__Required action__
Answer these questions from the text on marriage and therapy:
1. When does one partner generally take on a more primary sexual role?
2. Which defensive attitude does the writer say begins to dissolve in the latter third of life?
3. What must the therapeutic atmosphere be permeated by?

__Quoted passage__
● ● ● ●

Most relationships organized along marriage-of-opposites lines are deeply energized by each partner bringing certain emotional elements to the relationship that are lacking or diminished in the other partner. One especially important area where this takes place is sexuality. Generally, one in the relationship drives sexual activity more than the other, and often this pattern has been existent since the end of the marital honeymoon. Often up to the end of the marital honeymoon things are not so clear, but generally as the honeymoon stage comes to an end one or the other partner assumes a more primary sexual role.
There is great danger, and the prospects for marital healing dim, when the typically initiating partner looses sexual desire in the relationship. Certainly, all relationships suffer without the infusion of fresh feeling that can come along with an active sex life. More importantly, however, is the high likelihood that the sexually initiating partner who is no longer initiating is also beginning to disconnect and be only partially present in the marriage. When this loss of interest stretches into several months, depthful marital healing and working-through of marital disappointments becomes highly problematic. For this reason, it is crucial to engage this issue early in marital treatment, lest the marital work have no genuine chance of long-term success.
Of course, how to engage the loss of passionate interest is a multi-faceted challenge. Emphasis, however, must be focused on where in the history of the relationship the more sexual partner gave up on the other partner with a sense of defeat. At this point “huge effort” must be brought to bear to heal the recurrent disappointment between the two that led to this massive shutting down. Of course, other issues may have to be engaged before such focused work can begin. However, it is vitally important to engage this issue fairly early on in treatment, because to not do so is to attempt marital healing without the more passionate partner fully present/invested in the treatment. Such work seldom succeeds.
One of the things that I have noticed with my own increasing aging (soon to be sixty years), and have heard from some of my older patients, is that surprising memories come up from the past, of this or that person long forgotten, that are wonderful and cherished. Often these are fond remembrances that were not recognized as such during the moment or their happening; yet thirty or forty years latter they emerge, in some fashion, as important and valued. Why is this? My own thought about this is that as we move into latter life some of the outer-self attitudes (eg. status, recognition, attractiveness, accomplishment, winning/losing, etc) that we have long protected ourselves with, and aligned with, begin to fall away, and the inner thoughts and feelings that we have long not recognized begin to emerge. One of the really big defenses that many of us have used throughout our lives is the attitude of devaluing. It is this attitude, in particular, that begins to dissolve as we move through the latter third of our lives. The bonus is the bitter-sweet recognition that people along the way that we self-protectively devalued, were and are, in truth, precious to us. While these past relationships are often not fixable in our outer world, their reparation within our inner world is an unexpected bounty to our aging selves.
The problem with outer-styled organization is that this method of managing in life so effectively hides and shields against personal need/vulnerability that there is little inside to propel/motivate personal growth. The challenge for the therapist is to somehow penetrate the protections of an overused outer-self, in order to bring out more truly personal experience from within, but to do so in a way that “brings the patient along” rather than frighten/damage/or wound. This can only happen within a therapeutic atmosphere permeated by patience and support. Without patience/support and empathy for the underlying fear that often drives the outer-styled, the outer-styled will have nothing to hold onto during the moments of marital conflict, crisis and confrontation.
It is my experience that all individuals have, to varying degrees an empty place within. One of the most difficult things in marriage is the extent to which the relationship evokes “the empty” within each of the partners. In fact, assessing the degree to which this is the case in any given marriage is one way of describing the extent of the functionality of a marriage. Intervening with this process, and learning to come into a “mutual quality of presence” that counteracts it, is one of the central challenges, and most important goals of a healing marriage.
Of late, I am reminded that it is not only “what couples say to each other” but also “how they say it”, that determines the outcome of couple’s interaction. However, behind the “what” and the “how” are even the more important “inherent assumptions” that underly all verbal communication and interaction in marriage. When negative, “the mutual assumptive process” does more to undermine and destroy relationship than any other dimension in marriage.

● ● ● ●

__Raw data__
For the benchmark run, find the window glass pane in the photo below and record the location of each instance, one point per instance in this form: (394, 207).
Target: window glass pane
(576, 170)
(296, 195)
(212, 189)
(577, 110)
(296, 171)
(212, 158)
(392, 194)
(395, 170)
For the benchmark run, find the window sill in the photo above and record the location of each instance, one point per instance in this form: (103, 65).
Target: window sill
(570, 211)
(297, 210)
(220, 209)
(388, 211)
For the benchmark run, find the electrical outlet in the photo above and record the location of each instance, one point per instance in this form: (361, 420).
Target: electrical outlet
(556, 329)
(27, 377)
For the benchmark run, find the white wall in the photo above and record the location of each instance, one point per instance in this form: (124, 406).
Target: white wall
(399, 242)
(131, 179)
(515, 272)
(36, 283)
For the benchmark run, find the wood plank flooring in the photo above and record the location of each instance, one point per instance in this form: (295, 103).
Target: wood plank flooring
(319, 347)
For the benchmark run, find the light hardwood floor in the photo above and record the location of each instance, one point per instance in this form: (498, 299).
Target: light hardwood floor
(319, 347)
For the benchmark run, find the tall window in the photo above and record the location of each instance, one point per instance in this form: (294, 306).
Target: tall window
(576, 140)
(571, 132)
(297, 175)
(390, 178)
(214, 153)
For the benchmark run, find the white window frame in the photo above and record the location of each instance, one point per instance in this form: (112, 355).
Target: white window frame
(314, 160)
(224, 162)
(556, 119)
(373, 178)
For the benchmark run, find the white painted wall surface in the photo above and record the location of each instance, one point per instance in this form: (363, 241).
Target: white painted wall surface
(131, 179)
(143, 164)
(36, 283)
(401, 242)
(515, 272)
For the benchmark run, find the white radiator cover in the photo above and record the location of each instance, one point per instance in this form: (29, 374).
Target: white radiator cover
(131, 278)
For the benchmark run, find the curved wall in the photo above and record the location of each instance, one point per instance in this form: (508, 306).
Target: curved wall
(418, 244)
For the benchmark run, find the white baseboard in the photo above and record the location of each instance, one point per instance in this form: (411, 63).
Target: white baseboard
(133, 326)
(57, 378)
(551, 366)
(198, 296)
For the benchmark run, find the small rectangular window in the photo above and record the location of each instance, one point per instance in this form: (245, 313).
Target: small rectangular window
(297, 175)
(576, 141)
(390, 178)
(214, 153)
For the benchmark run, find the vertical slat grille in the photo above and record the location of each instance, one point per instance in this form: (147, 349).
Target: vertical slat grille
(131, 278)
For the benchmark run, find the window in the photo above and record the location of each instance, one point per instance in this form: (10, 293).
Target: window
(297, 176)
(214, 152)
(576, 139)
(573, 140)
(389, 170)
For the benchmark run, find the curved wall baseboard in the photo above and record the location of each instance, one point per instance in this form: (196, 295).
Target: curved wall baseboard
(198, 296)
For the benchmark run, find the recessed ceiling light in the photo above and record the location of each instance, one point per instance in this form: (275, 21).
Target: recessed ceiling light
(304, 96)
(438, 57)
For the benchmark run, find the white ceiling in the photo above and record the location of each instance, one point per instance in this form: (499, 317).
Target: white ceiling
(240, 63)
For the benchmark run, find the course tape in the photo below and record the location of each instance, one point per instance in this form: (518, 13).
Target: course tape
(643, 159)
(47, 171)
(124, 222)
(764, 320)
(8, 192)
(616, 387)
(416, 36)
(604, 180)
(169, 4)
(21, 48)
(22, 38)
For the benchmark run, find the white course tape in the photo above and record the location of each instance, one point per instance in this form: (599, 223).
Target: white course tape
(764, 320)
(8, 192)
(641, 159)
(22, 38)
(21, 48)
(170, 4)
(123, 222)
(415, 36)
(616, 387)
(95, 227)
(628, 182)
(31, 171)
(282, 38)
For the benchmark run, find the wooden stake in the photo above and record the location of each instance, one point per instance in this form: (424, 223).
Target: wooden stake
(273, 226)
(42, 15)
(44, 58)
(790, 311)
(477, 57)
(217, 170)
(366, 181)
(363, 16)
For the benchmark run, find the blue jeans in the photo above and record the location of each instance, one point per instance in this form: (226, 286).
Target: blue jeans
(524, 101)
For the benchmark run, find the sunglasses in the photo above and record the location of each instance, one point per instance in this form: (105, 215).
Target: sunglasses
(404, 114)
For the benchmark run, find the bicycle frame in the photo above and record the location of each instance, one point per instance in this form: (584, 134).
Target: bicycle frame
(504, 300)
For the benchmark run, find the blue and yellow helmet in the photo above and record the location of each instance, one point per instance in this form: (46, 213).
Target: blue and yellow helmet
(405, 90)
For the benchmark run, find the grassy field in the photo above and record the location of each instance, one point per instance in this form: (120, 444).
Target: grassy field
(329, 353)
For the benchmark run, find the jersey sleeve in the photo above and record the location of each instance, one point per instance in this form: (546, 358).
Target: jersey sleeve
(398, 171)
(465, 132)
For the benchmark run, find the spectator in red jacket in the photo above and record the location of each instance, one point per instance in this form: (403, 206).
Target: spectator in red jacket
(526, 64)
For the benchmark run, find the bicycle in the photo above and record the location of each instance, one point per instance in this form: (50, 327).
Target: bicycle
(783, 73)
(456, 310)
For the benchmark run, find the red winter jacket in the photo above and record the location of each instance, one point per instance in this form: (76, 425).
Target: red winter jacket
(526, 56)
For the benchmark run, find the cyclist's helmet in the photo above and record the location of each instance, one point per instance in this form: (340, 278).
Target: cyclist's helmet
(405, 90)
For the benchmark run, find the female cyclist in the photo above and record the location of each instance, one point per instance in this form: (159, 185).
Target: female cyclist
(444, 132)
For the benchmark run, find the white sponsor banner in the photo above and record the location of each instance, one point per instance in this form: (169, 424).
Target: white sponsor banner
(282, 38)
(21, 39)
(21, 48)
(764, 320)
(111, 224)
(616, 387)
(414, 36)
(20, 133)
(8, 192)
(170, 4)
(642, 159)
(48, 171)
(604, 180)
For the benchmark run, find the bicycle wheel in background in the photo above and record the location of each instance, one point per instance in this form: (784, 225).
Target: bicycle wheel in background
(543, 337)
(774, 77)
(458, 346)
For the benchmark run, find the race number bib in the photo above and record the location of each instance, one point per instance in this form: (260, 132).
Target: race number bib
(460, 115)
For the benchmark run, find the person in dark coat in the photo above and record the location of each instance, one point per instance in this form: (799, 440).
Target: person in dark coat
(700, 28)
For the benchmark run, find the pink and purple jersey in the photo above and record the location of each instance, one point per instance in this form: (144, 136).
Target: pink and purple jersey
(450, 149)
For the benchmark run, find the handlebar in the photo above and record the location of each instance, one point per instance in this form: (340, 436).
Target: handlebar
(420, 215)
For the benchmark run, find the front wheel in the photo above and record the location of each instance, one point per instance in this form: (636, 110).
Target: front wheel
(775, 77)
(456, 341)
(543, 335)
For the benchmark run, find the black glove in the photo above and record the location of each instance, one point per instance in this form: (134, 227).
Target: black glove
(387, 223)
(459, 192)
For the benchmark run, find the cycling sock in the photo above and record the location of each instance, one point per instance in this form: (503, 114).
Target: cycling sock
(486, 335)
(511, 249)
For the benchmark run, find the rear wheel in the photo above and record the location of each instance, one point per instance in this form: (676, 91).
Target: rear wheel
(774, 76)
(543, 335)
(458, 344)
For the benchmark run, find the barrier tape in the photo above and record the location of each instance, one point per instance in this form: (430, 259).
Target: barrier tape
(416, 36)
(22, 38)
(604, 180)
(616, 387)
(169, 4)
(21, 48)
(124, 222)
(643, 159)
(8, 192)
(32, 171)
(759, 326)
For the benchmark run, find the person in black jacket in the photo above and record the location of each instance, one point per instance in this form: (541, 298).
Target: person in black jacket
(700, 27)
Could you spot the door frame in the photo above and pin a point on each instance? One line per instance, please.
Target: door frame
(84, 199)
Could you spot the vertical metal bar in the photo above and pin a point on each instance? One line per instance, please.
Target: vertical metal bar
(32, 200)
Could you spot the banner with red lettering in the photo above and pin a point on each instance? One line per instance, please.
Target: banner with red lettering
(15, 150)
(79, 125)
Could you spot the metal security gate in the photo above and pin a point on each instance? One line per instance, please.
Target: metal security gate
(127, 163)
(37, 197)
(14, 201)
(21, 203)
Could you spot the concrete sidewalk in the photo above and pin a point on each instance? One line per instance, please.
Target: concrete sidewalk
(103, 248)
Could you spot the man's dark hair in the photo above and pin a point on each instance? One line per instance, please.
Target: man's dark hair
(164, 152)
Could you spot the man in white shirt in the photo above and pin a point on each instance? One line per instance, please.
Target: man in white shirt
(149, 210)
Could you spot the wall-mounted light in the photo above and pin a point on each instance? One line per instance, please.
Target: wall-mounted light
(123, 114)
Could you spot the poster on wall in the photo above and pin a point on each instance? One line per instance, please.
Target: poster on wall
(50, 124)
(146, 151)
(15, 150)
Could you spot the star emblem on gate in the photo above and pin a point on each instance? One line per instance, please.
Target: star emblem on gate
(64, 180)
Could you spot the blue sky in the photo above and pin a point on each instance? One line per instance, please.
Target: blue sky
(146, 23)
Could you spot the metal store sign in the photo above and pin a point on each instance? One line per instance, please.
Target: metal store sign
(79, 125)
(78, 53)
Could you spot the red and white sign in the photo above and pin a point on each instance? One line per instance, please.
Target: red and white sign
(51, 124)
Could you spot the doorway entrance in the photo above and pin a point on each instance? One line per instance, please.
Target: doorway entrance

● ● ● ●

__Exercise answer__
1. As the honeymoon stage comes to an end.
2. The attitude of devaluing.
3. Patience and support.